**Aim of the task:**
Can you print every one of the entries below verbatim, line for line?

━━━━

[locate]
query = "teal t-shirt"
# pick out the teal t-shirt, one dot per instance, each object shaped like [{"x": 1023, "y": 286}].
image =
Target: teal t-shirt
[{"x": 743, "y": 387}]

━━━━

**Written response:**
[locate]
query = "teal t-shirt"
# pick out the teal t-shirt, one dot per instance, each object shaped like [{"x": 1023, "y": 286}].
image =
Target: teal t-shirt
[{"x": 743, "y": 387}]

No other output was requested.